**** Data rows ****
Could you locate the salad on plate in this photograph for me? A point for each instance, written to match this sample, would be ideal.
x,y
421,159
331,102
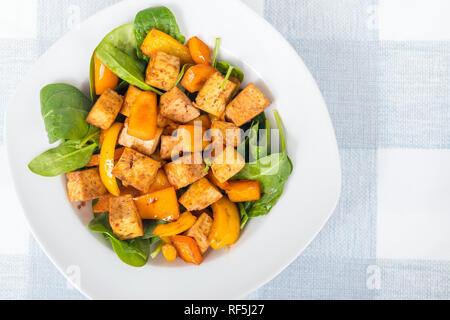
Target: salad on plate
x,y
175,154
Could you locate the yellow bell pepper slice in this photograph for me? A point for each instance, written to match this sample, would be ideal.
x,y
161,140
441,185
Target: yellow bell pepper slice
x,y
226,224
107,158
185,221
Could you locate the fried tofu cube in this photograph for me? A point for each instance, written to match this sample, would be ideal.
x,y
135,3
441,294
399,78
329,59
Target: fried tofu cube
x,y
136,169
124,218
130,97
226,133
226,164
146,147
211,98
185,170
175,105
85,185
170,147
200,231
105,110
162,71
248,104
200,195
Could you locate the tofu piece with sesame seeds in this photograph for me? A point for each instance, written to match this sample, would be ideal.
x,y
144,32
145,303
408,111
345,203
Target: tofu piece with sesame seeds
x,y
226,164
200,195
146,147
226,133
85,185
130,98
185,170
105,110
248,104
212,98
136,169
124,218
200,231
162,71
175,105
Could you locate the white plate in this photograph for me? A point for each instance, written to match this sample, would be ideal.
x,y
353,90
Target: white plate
x,y
268,243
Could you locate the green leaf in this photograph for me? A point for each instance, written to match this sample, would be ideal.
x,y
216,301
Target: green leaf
x,y
134,252
124,66
272,172
160,18
67,157
216,52
64,109
223,67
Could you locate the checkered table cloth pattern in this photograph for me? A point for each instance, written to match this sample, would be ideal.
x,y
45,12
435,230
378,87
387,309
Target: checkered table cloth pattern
x,y
383,67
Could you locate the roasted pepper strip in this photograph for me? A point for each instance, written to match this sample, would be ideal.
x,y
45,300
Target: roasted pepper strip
x,y
107,158
226,224
185,221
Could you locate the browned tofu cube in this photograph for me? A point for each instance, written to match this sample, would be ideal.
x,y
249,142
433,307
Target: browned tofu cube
x,y
200,231
200,195
162,71
124,218
130,97
248,104
170,147
146,147
175,105
185,170
136,169
105,110
212,98
226,164
85,185
226,133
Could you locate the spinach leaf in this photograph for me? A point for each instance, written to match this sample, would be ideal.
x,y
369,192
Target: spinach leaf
x,y
272,172
134,252
69,156
223,67
117,51
160,18
64,109
124,66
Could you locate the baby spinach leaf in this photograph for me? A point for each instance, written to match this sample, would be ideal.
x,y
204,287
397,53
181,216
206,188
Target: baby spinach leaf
x,y
69,156
134,252
117,51
124,66
160,18
64,109
223,67
272,172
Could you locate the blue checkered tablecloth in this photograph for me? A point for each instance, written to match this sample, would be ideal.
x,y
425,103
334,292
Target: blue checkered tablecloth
x,y
383,67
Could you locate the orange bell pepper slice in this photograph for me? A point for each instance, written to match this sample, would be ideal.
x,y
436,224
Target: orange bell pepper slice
x,y
160,205
191,138
199,50
185,221
157,40
169,252
222,185
226,224
104,78
196,76
95,159
187,248
143,117
243,190
107,158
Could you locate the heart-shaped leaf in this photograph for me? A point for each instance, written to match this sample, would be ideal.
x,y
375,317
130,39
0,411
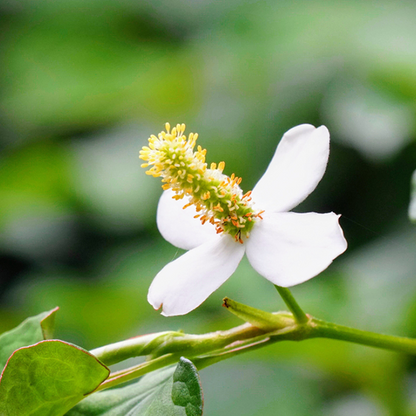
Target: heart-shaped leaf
x,y
167,392
32,330
48,378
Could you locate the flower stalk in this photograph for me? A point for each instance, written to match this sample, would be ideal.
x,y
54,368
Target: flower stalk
x,y
165,348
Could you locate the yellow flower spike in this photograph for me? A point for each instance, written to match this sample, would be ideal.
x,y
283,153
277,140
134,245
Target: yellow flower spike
x,y
219,198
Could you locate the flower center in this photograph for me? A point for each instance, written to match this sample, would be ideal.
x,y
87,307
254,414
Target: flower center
x,y
218,198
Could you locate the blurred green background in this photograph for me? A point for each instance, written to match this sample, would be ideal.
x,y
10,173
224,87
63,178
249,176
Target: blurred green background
x,y
84,83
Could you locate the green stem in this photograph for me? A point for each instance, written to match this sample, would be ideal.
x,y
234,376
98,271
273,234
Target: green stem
x,y
291,303
324,329
137,371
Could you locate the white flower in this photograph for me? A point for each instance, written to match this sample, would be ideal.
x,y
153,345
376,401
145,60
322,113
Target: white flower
x,y
286,248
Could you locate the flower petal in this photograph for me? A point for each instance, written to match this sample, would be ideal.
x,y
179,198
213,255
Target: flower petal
x,y
296,168
178,225
185,283
290,248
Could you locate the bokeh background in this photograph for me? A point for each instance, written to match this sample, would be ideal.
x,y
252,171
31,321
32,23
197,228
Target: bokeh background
x,y
83,85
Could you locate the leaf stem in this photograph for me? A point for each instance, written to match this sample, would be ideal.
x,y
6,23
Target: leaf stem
x,y
324,329
291,303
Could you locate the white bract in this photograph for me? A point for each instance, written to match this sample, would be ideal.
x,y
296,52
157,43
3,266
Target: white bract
x,y
286,248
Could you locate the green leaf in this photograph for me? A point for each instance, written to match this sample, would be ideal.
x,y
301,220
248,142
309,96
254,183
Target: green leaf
x,y
48,378
167,392
412,206
32,330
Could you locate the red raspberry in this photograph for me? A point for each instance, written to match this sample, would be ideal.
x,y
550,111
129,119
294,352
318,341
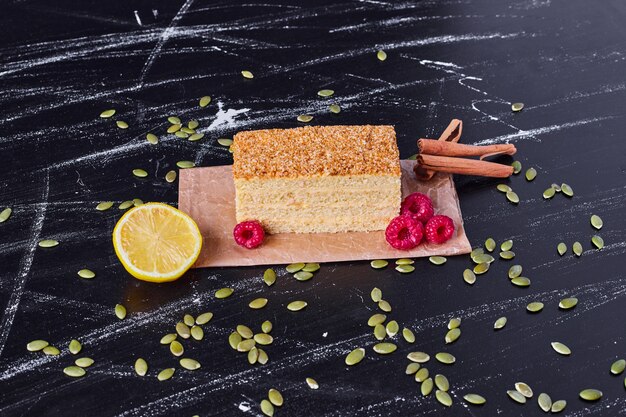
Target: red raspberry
x,y
249,234
404,233
418,206
439,229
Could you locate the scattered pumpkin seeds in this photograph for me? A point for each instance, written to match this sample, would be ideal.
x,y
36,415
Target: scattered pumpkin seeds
x,y
355,356
74,371
500,323
596,222
561,348
590,394
223,293
296,305
141,367
120,311
166,374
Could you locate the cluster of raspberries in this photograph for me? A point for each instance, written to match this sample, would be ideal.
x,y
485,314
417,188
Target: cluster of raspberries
x,y
416,222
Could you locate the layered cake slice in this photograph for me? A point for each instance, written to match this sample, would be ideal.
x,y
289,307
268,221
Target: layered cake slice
x,y
317,178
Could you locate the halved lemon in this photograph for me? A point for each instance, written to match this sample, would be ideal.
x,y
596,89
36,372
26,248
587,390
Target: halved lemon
x,y
156,242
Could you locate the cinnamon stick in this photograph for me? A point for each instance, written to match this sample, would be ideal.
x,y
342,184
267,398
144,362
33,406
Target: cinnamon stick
x,y
464,166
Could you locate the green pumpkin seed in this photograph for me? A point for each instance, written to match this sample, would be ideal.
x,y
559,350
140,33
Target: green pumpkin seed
x,y
618,366
437,260
421,375
474,399
427,387
296,305
263,339
83,362
419,357
558,406
258,303
590,394
223,293
392,328
36,345
441,382
405,269
234,339
225,141
312,383
384,306
500,323
515,271
445,358
74,371
503,188
141,367
204,101
516,396
411,368
176,348
481,268
379,264
520,282
196,332
535,307
567,190
75,346
385,348
596,222
548,193
376,294
561,348
266,326
577,248
568,303
48,243
452,335
293,268
189,364
524,389
355,356
269,277
303,275
380,332
512,197
51,351
597,241
166,374
469,276
443,397
544,401
376,319
185,164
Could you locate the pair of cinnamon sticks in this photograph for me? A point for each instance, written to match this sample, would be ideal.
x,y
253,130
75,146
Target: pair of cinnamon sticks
x,y
446,155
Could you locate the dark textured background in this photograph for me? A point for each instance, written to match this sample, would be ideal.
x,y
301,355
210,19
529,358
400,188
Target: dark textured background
x,y
63,62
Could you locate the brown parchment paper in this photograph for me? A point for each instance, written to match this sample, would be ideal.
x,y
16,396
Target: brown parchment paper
x,y
208,196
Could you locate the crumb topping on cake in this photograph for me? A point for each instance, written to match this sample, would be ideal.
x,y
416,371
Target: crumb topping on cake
x,y
316,151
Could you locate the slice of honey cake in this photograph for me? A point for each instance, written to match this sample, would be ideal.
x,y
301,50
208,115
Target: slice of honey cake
x,y
317,178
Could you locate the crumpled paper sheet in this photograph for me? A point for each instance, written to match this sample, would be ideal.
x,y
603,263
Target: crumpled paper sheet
x,y
208,196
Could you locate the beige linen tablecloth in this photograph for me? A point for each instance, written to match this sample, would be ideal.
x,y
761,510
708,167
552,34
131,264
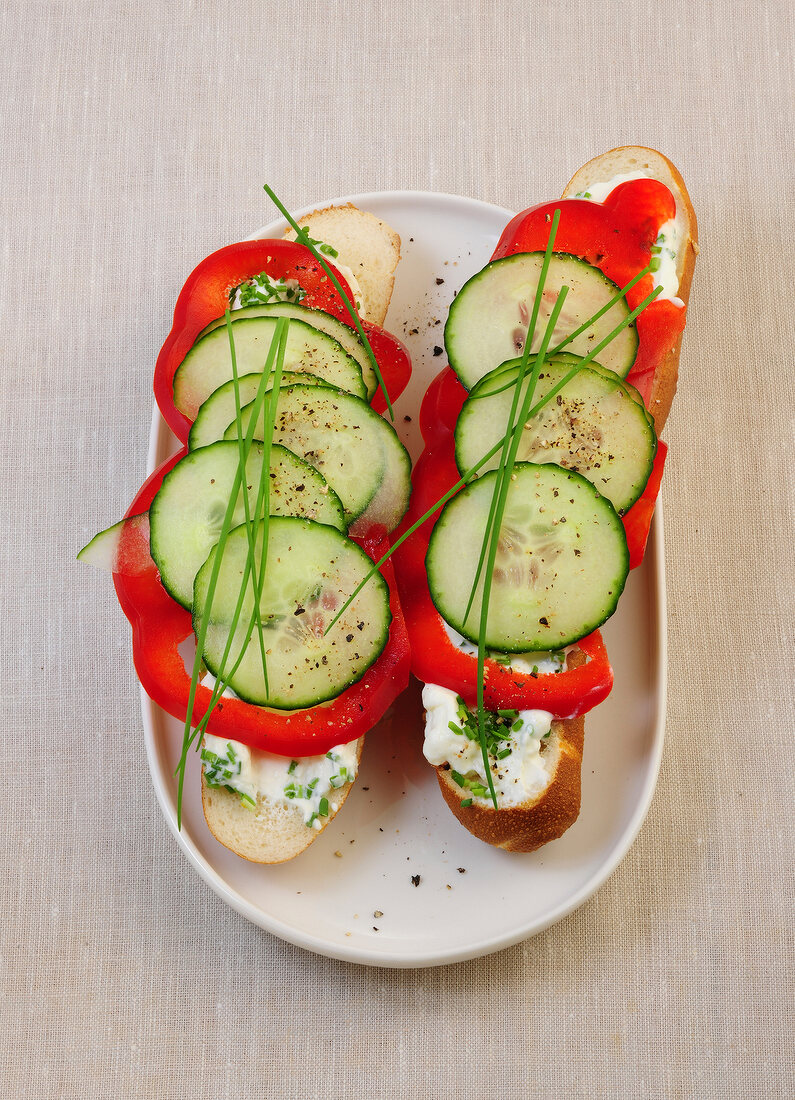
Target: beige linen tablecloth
x,y
135,139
****
■ **What you have to do**
Drop the pictures, then write out only the lines running from the one containing "Could you locate the brown parchment" through the last line above, both included, exactly.

■ **Reply**
Could you locate the brown parchment paper in this photograph for me? A point for each instance, written to match this sample, would be ideal.
x,y
16,396
Target: brown parchment paper
x,y
208,196
Could you locate the crumb topping on cake in this photograph for me? A point for each instance, written to match this sample, would be ideal.
x,y
416,371
Target: crumb topping on cake
x,y
316,151
Could you locate the slice of honey cake in this photograph for me? A point for each instance, written to match this sample, would be ideal.
x,y
301,50
208,115
Target: slice of honey cake
x,y
317,178
Could you locate the crumpled paper sheet in this photograph for me? A point for each instance, written to match this sample, would be ideal.
x,y
603,263
Target: crumpled paper sheet
x,y
208,196
Could you locate the beige linen tablecloth in this photograph for me? A point for each instance, written to match this sample, would be ideal.
x,y
761,510
708,167
552,34
131,264
Target: beige linen tablecloth
x,y
135,139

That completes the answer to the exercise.